What is required – Render everything from the line containing "Give every instance of the sky" down to the line containing "[[[256,81],[256,1],[0,1],[0,54],[63,77]]]" as a two-column CSV with the headers text and answer. Each row should put the wording before an answer in one quoted field and that answer in the other, with line breaks turned into spaces.

Task data –
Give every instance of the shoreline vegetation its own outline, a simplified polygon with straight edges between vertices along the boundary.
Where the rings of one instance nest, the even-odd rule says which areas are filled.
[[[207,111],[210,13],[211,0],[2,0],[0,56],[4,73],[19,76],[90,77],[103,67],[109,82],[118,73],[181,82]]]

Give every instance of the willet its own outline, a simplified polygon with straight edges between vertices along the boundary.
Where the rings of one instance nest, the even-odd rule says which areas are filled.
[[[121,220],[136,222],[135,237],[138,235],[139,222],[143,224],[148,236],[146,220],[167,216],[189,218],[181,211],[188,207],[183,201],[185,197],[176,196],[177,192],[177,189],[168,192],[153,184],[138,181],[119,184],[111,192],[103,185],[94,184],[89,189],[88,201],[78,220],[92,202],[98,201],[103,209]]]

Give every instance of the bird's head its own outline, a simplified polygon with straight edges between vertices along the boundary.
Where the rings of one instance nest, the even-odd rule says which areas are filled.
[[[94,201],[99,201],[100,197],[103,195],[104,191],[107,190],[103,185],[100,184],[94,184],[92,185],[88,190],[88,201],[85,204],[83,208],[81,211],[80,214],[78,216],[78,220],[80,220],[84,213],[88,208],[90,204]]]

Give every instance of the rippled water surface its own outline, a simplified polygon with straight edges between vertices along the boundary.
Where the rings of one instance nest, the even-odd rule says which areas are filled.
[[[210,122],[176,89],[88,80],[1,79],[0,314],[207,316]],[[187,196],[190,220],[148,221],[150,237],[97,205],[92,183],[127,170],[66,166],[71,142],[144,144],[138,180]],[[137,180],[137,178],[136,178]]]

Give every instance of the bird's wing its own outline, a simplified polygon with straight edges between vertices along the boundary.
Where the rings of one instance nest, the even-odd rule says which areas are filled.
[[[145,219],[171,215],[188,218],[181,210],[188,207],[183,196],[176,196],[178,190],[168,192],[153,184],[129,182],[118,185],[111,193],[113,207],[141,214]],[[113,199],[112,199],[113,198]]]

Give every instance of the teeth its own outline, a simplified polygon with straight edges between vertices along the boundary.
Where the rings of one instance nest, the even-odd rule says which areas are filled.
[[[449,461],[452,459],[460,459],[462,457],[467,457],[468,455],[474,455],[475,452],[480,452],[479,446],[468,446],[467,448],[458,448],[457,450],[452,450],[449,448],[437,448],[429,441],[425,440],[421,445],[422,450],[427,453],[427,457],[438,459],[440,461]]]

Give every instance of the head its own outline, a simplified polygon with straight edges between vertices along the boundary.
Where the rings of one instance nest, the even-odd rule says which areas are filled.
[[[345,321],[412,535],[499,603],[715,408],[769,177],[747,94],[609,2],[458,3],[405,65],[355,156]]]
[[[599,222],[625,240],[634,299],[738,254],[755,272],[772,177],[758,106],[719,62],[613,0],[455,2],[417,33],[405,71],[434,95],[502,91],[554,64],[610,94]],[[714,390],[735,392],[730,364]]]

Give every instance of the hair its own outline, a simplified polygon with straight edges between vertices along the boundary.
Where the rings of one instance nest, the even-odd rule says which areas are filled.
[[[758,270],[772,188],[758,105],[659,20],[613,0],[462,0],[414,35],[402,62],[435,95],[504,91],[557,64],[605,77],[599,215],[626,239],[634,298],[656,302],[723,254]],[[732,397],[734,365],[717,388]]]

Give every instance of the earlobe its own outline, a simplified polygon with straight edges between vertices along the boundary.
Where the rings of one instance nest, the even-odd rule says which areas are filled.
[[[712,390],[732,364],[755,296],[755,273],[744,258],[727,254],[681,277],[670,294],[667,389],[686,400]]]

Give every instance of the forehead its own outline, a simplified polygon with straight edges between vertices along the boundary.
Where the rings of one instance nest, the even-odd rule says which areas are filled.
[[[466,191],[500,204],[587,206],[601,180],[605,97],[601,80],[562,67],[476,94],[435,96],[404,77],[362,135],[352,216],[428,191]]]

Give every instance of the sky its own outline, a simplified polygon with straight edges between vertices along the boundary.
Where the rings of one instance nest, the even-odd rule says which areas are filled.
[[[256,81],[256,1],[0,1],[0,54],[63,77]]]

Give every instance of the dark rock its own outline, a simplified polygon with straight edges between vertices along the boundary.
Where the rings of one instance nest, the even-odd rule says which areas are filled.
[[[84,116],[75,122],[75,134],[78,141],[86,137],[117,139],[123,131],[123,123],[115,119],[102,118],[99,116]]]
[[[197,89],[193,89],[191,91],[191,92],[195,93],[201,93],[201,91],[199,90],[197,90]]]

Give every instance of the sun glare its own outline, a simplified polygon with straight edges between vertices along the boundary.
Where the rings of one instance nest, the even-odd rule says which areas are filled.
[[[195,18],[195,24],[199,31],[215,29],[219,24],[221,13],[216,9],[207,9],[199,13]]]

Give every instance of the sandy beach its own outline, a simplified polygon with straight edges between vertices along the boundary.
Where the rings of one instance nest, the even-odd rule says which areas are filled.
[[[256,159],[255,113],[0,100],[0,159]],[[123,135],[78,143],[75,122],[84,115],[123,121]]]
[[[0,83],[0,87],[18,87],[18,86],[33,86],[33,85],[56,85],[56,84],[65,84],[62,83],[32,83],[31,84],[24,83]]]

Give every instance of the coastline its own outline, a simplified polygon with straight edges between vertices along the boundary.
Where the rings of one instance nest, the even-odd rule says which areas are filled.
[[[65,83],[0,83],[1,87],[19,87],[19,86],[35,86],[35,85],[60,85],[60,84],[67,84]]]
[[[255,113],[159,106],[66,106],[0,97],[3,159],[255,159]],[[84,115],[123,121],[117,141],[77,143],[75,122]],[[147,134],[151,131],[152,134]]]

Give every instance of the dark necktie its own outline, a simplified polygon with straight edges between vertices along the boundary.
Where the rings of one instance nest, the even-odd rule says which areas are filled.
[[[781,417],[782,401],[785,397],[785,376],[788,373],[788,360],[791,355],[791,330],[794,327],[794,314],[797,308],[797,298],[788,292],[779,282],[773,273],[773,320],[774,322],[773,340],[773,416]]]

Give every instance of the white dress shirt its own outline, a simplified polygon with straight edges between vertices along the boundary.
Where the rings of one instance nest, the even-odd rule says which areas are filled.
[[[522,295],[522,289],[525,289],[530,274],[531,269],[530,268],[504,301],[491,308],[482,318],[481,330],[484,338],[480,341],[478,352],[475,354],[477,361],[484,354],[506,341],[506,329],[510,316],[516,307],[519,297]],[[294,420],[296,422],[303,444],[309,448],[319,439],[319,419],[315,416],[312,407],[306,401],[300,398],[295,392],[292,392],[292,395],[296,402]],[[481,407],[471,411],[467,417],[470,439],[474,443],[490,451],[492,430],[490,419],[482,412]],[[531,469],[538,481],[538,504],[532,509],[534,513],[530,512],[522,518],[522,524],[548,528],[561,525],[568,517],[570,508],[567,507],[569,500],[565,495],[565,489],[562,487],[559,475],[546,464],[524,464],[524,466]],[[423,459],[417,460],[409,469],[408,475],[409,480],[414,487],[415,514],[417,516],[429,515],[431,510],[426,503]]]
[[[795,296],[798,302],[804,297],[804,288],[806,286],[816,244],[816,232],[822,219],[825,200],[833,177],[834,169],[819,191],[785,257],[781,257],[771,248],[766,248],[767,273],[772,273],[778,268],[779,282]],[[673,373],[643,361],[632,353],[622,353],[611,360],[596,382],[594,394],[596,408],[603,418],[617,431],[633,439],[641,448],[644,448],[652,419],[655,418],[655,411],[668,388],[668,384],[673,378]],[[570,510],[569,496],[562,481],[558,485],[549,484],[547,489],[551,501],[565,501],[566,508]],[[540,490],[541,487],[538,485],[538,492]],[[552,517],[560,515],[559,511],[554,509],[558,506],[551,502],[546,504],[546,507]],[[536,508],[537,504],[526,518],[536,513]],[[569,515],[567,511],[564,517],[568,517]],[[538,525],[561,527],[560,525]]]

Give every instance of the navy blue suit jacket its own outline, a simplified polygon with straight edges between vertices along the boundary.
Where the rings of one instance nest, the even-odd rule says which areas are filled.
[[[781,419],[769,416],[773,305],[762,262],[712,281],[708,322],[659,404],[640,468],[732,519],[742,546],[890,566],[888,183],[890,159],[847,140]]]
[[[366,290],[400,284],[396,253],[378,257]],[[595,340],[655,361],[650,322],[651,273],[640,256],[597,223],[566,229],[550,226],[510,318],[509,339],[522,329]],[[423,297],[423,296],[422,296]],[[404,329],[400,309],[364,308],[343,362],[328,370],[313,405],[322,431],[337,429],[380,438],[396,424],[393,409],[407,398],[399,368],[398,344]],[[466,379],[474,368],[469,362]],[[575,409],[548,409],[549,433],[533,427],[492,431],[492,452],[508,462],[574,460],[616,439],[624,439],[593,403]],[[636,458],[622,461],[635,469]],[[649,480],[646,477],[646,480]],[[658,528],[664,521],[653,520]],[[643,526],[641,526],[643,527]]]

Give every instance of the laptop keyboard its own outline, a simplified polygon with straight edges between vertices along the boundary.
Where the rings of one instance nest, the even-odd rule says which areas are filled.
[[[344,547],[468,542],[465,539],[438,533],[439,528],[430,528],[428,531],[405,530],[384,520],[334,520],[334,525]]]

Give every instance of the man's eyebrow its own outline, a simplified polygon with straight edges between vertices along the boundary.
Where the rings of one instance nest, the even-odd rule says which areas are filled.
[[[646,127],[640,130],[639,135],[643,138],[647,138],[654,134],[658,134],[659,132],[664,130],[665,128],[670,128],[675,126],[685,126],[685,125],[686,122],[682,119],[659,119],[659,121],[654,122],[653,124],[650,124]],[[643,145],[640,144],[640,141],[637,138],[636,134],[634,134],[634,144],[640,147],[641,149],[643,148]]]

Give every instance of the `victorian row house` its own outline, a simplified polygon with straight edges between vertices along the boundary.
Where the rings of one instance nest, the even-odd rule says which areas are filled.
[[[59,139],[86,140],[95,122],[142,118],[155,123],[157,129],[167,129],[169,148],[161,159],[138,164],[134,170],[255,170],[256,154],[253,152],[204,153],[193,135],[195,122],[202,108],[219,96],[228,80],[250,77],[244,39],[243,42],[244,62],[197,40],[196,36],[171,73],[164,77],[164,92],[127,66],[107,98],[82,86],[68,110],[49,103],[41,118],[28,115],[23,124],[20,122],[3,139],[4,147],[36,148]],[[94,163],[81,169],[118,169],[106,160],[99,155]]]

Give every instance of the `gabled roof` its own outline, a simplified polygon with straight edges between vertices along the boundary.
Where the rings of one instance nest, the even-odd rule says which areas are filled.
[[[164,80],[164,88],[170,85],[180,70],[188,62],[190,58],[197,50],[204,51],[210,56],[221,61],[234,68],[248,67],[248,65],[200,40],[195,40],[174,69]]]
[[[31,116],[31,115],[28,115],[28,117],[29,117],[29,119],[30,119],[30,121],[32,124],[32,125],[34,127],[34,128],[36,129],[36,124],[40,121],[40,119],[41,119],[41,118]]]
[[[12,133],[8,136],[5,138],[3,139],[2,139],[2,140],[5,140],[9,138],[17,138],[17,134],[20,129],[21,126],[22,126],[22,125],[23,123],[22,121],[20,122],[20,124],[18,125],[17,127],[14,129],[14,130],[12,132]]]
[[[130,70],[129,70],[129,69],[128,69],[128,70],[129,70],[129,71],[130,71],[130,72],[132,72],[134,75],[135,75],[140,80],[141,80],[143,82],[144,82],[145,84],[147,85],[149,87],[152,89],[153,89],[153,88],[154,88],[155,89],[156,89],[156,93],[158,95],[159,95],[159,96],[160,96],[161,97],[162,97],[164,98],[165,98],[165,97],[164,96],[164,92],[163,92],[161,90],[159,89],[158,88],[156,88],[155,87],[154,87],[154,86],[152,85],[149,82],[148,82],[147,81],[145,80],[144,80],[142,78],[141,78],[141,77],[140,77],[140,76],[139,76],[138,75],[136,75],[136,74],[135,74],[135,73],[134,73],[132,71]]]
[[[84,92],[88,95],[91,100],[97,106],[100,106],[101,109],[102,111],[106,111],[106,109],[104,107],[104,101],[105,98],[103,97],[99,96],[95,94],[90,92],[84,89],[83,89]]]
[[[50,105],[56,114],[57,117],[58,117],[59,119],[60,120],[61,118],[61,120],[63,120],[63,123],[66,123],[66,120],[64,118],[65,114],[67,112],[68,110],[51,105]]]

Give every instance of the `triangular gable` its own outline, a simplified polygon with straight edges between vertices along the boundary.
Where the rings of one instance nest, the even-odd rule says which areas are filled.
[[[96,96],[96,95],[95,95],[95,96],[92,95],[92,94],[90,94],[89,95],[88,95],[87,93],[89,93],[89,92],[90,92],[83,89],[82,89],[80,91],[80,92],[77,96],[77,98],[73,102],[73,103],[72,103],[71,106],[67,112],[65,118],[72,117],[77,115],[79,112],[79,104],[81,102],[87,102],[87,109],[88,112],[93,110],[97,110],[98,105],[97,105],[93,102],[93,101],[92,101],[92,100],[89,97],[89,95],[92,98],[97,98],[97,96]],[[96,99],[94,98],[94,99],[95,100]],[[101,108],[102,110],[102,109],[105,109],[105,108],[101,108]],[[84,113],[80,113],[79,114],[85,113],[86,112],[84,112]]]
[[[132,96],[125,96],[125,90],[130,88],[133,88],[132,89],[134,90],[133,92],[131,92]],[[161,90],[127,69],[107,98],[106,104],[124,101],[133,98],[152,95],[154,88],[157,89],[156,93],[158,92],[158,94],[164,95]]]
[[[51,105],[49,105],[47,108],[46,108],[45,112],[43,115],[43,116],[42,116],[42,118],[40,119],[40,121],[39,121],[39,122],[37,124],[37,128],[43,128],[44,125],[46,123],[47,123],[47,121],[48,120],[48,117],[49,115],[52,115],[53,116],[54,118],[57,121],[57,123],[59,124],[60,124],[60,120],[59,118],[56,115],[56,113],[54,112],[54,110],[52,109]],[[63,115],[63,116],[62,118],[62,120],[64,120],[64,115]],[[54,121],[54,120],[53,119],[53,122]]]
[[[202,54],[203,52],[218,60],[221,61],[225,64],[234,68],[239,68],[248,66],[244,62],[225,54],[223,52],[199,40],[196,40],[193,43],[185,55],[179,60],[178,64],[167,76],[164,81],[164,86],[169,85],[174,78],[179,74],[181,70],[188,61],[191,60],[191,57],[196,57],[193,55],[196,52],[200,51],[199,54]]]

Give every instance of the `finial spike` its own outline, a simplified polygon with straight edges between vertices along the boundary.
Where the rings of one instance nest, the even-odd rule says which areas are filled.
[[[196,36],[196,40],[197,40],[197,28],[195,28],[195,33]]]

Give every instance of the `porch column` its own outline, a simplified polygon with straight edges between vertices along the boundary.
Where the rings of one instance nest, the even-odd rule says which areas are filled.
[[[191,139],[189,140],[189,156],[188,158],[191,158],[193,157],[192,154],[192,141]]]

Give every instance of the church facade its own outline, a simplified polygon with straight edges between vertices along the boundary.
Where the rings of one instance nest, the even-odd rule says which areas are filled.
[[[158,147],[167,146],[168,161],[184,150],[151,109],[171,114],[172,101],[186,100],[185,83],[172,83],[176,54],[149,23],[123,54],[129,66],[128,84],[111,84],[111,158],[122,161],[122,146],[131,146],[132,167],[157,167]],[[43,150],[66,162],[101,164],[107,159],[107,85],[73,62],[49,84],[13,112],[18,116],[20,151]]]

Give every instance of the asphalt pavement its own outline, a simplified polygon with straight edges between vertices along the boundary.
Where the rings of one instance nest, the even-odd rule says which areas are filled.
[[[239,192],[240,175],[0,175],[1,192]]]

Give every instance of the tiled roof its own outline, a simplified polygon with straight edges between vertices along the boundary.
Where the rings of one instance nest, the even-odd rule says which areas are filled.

Answer to this task –
text,answer
"Give every instance of the sky its own outline, a simplified polygon with straight edges between vertices along the boundary. Where the rings of one instance nest, the even-odd rule says which areas are filled.","[[[256,81],[256,1],[0,1],[0,54],[63,77]]]"